=== MATERIAL ===

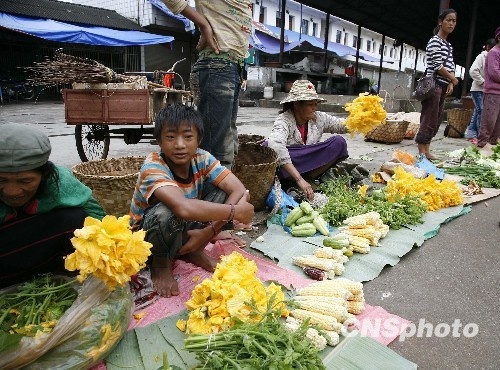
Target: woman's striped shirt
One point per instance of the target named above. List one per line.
(439, 53)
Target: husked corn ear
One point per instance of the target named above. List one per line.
(383, 229)
(317, 340)
(355, 307)
(357, 298)
(351, 320)
(327, 252)
(354, 287)
(369, 232)
(314, 273)
(369, 218)
(338, 269)
(326, 291)
(332, 337)
(359, 244)
(321, 299)
(339, 312)
(324, 264)
(323, 321)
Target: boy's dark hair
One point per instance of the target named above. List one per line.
(174, 115)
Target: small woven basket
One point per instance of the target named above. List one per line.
(390, 132)
(255, 165)
(412, 130)
(458, 120)
(248, 138)
(112, 181)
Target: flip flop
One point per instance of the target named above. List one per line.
(238, 226)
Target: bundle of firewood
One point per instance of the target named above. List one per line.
(66, 68)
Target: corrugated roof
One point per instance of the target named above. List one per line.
(68, 12)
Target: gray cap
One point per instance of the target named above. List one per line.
(22, 148)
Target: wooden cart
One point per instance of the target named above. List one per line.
(95, 111)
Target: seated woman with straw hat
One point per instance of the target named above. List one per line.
(41, 205)
(296, 136)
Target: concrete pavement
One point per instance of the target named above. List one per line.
(453, 276)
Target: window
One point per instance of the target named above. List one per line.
(262, 14)
(278, 19)
(305, 27)
(315, 29)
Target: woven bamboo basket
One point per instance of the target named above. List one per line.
(112, 181)
(458, 120)
(390, 132)
(255, 165)
(412, 130)
(248, 138)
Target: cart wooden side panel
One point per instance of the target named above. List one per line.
(84, 106)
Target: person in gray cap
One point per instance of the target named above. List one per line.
(41, 205)
(296, 138)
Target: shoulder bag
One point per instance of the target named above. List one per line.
(426, 85)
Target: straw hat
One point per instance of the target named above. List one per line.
(302, 90)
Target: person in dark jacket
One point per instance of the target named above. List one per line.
(41, 205)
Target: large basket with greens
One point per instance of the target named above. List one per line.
(255, 165)
(112, 181)
(389, 132)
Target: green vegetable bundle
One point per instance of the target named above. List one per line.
(265, 344)
(344, 202)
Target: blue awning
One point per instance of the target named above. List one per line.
(65, 32)
(268, 44)
(188, 25)
(339, 49)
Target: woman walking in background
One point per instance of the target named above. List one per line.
(440, 63)
(489, 131)
(476, 72)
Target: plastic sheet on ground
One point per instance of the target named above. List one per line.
(155, 333)
(281, 246)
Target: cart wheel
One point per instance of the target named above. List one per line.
(92, 142)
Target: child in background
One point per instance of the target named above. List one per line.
(184, 197)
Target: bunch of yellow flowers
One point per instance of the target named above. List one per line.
(365, 113)
(227, 294)
(109, 250)
(436, 194)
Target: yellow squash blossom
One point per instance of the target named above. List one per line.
(436, 194)
(365, 113)
(226, 295)
(109, 250)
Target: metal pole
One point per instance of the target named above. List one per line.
(381, 61)
(401, 57)
(468, 57)
(356, 65)
(327, 31)
(282, 33)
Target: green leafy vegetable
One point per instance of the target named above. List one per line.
(265, 344)
(344, 202)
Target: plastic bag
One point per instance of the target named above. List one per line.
(403, 157)
(286, 200)
(429, 168)
(82, 337)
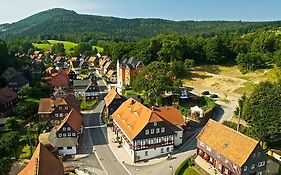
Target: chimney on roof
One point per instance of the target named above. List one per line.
(133, 102)
(225, 145)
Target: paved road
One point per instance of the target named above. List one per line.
(95, 139)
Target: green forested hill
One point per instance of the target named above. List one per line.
(63, 24)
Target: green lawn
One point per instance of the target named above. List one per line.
(190, 171)
(67, 45)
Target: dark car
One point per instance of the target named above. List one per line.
(214, 96)
(205, 93)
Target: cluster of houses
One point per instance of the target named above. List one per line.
(148, 133)
(145, 133)
(120, 76)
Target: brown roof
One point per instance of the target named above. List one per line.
(60, 79)
(7, 95)
(112, 94)
(170, 114)
(61, 141)
(110, 73)
(132, 117)
(49, 69)
(73, 119)
(47, 105)
(43, 162)
(233, 145)
(72, 102)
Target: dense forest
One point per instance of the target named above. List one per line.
(252, 51)
(63, 24)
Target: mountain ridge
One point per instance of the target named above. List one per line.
(65, 24)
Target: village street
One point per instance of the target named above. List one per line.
(94, 142)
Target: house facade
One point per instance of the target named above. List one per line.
(8, 101)
(230, 152)
(43, 162)
(15, 79)
(86, 89)
(147, 133)
(112, 102)
(126, 69)
(58, 80)
(65, 136)
(53, 110)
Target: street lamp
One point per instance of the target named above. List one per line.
(172, 169)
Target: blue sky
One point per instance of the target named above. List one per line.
(245, 10)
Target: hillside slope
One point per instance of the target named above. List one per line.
(64, 24)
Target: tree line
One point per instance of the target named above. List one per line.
(250, 51)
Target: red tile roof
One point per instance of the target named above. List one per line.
(43, 162)
(73, 119)
(233, 145)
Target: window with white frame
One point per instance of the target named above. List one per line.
(146, 153)
(157, 130)
(260, 164)
(147, 132)
(218, 155)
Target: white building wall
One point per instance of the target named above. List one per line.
(140, 155)
(66, 151)
(178, 138)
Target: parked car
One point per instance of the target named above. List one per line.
(205, 93)
(214, 96)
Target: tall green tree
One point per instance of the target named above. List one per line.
(262, 112)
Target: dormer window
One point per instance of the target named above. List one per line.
(146, 132)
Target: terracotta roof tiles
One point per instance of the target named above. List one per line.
(43, 162)
(227, 142)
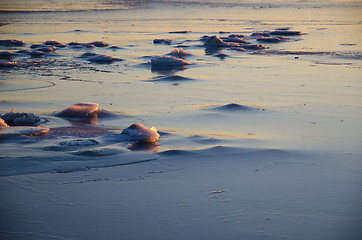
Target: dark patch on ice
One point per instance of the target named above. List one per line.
(282, 52)
(271, 39)
(286, 33)
(52, 42)
(7, 64)
(235, 107)
(204, 140)
(12, 43)
(142, 146)
(175, 153)
(98, 152)
(99, 44)
(180, 32)
(348, 44)
(233, 39)
(6, 55)
(70, 145)
(163, 40)
(20, 119)
(115, 48)
(79, 131)
(222, 56)
(253, 46)
(103, 59)
(260, 34)
(173, 78)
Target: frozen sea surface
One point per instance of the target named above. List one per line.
(254, 143)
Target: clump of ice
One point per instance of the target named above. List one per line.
(20, 119)
(179, 52)
(138, 132)
(168, 61)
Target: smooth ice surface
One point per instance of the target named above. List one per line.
(255, 141)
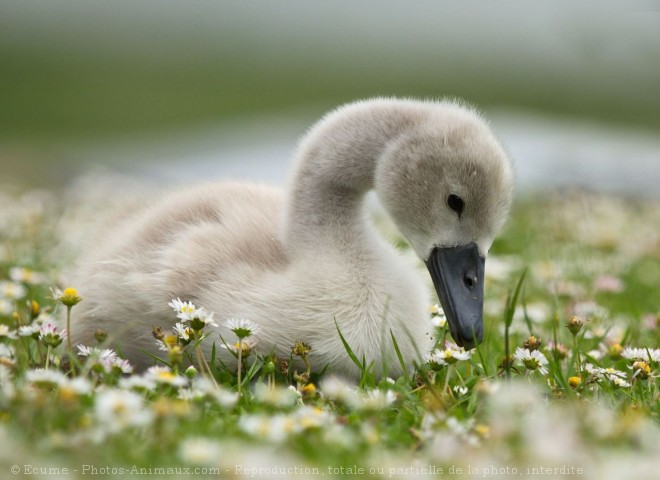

===

STATED TASK: Show each line of the entries above that contains the word "yellow".

RESPONSE FOR THIS EXERCISE:
Target: bunch of yellow flowers
Target: yellow squash blossom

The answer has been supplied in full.